REQUIRED WORK:
1. List every percentage in the article on Islamic finance growth.
2. Pick up the article on Islamic finance growth after its last sentence and keep writing.

TEXT SEGMENT:
* * *

Islamic banking assets contributed
60% of industry growth in 2024 compared with 54% in 2023
April 22, 2025
Strong banking
and sukuk industry performance led to 10.6% growth for the global Islamic
finance industry in 2024, with total sukuk outstanding surpassing $1 trillion
for the first time, according to S&P Global Ratings.
In 2025, amid
increased uncertainty, we expect continued positive growth in the industry, but
the sukuk market's regulatory landscape is still evolving with the possible
adoption of Sharia Standard 62, said the top ratings agency in a report
published today (April 21).
"We expect
$10 billion-$12 billion in sustainable issuance in 2025 and continue to think
it could drive future growth, although short-term performance might be lower
than our initial expectations," it added.
According to
S&P Global Ratings, the Islamic finance industry experienced a rapid asset
increase in 2024, mainly from growth in banking assets and sukuk owing to
higher foreign currency-denominated issuances.
S&P Global
Ratings expects this growth to continue in 2025 barring any significant
macroeconomic or intrinsic disruption.
"We have
recently revised our oil price assumption to $65 per barrel for the remainder
of 2025 and $70 per barrel from 2026. This will likely continue to support
some growth in most core Islamic economies," said the ratings expert
in its report.

* * *

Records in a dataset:
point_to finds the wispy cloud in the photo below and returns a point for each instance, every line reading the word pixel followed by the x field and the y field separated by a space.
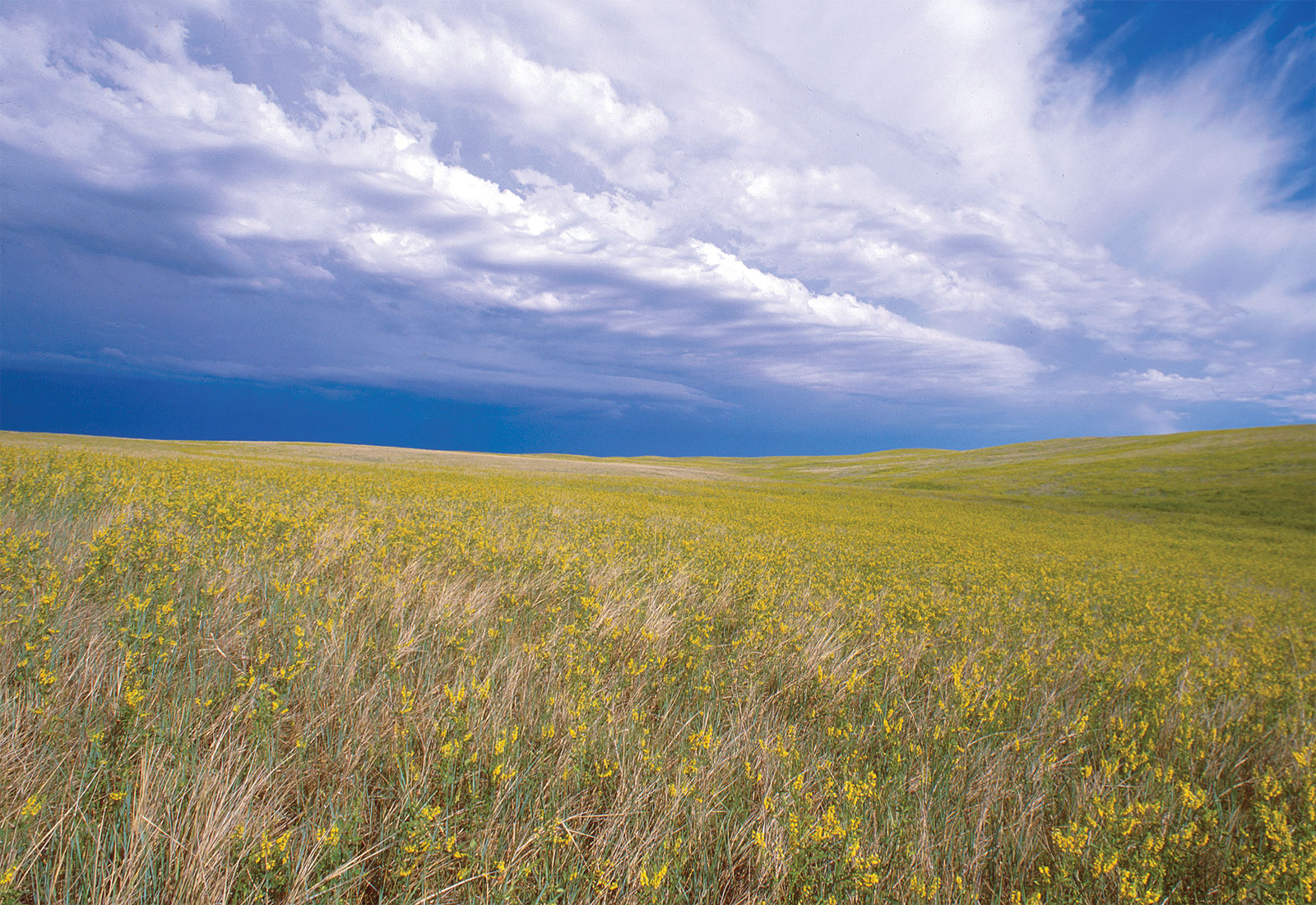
pixel 691 204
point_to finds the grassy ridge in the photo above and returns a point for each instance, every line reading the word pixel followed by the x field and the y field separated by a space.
pixel 289 672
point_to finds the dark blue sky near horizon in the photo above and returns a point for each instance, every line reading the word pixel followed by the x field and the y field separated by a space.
pixel 674 229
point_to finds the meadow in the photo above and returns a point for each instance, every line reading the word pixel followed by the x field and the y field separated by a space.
pixel 1076 671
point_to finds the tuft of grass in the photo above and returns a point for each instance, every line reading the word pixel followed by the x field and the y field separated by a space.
pixel 290 672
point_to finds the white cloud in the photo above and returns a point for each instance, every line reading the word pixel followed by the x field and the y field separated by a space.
pixel 878 200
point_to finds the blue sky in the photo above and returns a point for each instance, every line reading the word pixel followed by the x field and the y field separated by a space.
pixel 674 228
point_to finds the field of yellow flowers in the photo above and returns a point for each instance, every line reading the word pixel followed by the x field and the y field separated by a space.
pixel 289 674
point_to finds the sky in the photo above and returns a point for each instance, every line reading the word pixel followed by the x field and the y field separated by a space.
pixel 678 228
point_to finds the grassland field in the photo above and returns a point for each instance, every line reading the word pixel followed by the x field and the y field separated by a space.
pixel 1072 671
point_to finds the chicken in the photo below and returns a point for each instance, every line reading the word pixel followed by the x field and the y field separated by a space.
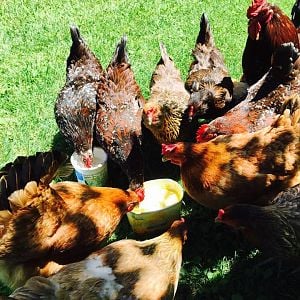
pixel 268 28
pixel 246 167
pixel 274 229
pixel 265 100
pixel 75 107
pixel 61 222
pixel 208 80
pixel 126 269
pixel 296 15
pixel 119 116
pixel 163 113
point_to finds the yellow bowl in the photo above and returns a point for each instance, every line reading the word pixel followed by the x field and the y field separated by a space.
pixel 161 206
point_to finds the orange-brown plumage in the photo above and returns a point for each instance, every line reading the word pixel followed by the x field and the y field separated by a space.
pixel 126 269
pixel 244 167
pixel 61 222
pixel 268 28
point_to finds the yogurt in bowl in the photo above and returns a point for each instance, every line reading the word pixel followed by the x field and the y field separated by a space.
pixel 160 207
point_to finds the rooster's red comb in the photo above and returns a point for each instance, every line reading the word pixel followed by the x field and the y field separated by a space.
pixel 220 215
pixel 167 148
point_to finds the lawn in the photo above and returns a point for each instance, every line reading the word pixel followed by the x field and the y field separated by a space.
pixel 34 45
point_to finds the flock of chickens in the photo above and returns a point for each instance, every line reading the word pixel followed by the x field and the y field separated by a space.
pixel 243 160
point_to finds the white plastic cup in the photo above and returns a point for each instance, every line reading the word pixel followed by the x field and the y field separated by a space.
pixel 97 174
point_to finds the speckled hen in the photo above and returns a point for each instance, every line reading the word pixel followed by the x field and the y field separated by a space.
pixel 52 223
pixel 164 112
pixel 266 99
pixel 75 108
pixel 119 116
pixel 126 269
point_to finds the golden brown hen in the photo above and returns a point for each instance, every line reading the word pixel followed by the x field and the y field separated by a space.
pixel 164 111
pixel 246 167
pixel 274 229
pixel 61 222
pixel 208 80
pixel 75 107
pixel 125 269
pixel 278 88
pixel 268 28
pixel 119 116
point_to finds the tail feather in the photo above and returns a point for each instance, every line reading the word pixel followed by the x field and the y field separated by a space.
pixel 205 34
pixel 36 287
pixel 75 35
pixel 78 48
pixel 120 55
pixel 41 168
pixel 164 54
pixel 288 119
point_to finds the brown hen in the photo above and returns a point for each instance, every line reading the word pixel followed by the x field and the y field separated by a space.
pixel 119 116
pixel 163 113
pixel 268 28
pixel 75 107
pixel 274 229
pixel 208 80
pixel 265 101
pixel 61 222
pixel 246 167
pixel 126 269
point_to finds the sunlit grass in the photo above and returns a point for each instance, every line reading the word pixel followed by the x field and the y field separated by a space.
pixel 34 45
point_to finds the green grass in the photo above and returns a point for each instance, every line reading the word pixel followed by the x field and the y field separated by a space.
pixel 34 45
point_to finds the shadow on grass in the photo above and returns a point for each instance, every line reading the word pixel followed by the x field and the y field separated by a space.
pixel 219 264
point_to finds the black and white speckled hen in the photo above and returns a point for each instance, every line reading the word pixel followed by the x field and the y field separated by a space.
pixel 126 269
pixel 75 108
pixel 119 116
pixel 164 112
pixel 46 224
pixel 208 80
pixel 274 229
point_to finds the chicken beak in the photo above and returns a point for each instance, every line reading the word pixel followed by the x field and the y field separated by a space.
pixel 164 159
pixel 191 112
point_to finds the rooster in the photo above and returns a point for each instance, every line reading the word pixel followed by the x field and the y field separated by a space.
pixel 119 116
pixel 246 167
pixel 208 80
pixel 126 269
pixel 265 100
pixel 75 107
pixel 268 28
pixel 164 112
pixel 60 222
pixel 274 229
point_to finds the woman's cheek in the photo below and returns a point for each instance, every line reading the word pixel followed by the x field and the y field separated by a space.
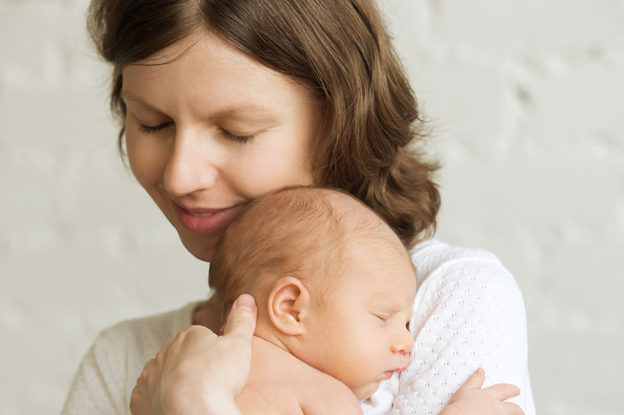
pixel 147 159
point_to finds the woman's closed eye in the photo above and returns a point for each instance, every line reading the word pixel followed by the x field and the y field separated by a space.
pixel 381 316
pixel 237 138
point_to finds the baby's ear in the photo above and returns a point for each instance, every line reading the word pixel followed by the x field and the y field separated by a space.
pixel 288 301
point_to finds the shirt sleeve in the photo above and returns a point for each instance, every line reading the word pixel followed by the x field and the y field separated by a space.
pixel 98 386
pixel 468 313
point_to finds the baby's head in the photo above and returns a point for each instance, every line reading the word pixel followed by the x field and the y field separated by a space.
pixel 333 283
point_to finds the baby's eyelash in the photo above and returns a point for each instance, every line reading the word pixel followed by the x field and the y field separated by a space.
pixel 238 138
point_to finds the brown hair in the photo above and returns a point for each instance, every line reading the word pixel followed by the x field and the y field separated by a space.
pixel 301 231
pixel 341 50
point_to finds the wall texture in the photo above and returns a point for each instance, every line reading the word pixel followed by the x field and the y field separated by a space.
pixel 525 98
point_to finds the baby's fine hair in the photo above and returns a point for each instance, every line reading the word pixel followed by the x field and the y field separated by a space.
pixel 298 231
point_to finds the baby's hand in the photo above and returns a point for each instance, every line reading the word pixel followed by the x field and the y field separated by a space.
pixel 471 399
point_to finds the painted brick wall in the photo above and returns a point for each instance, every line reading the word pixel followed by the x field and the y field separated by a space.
pixel 525 98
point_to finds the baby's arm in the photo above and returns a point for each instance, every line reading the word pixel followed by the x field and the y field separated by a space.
pixel 469 313
pixel 472 399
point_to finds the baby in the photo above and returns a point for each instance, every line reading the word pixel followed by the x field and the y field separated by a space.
pixel 334 288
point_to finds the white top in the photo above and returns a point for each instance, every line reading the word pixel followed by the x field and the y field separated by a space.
pixel 468 313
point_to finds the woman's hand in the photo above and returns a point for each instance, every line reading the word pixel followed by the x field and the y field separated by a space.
pixel 471 399
pixel 199 372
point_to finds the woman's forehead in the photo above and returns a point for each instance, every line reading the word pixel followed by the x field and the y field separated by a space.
pixel 208 73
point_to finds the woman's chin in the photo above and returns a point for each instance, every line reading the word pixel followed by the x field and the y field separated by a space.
pixel 200 249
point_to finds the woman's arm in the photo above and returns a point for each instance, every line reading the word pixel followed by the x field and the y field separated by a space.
pixel 199 372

* * *

RESPONSES TO THE TASKS:
1. 60%, 54%, 10.6%

2.
Simultaneously,
financing needs driven by economic transformation programs will remain high,
and the inherent preference for Islamic finance will persist. As a result,
despite growing uncertainty, we expect the Islamic finance industry to grow in
2025.
However, a
further decline in oil prices could reduce the growth prospects for core
Islamic finance economies and markets, it stated.
Islamic banking
assets contributed 60% of industry growth in 2024 compared with 54% in 2023.
The GCC
accounted for 81% of this growth, with Saudi Arabia alone responsible for two
thirds of it, stated the expert.
This strong
performance results from opportunities created by the Saudi government's Vision
2030 program and the deep integration of the Islamic banking industry in Saudi
Arabia, which represented about three-quarters of banking system assets at
year-end 2024.
Bahrain also
experienced significant Islamic finance industry growth, particularly due to
Ahli United Bank's (BBB+/Stable/--) conversion from conventional to Islamic
banking. The UAE also contributed to this growth, thanks to the non-oil
economy's strong performance.
Elsewhere, we
have observed some growth in other countries, particularly in Malaysia and
Turkey.
"We expect
economic growth in Saudi Arabia and the UAE will continue supporting Islamic
banking asset expansion in 2025, barring any significant disruptions from
global trade tensions or a further decline in oil prices," stated the
ratings agency in the report.
Saudi Arabia's
Vision 2030 will continue to translate into significant banking system growth,
provided it attracts sufficient refinancing sources, including sukuk issuances
from the international capital market.
In the UAE, the
non-oil economy's performance, along with capital expenditure needs across
various sectors will further support financing requirements and sukuk issuances
in 2025, assuming current market volatility does not have a major impact,
stated the expert.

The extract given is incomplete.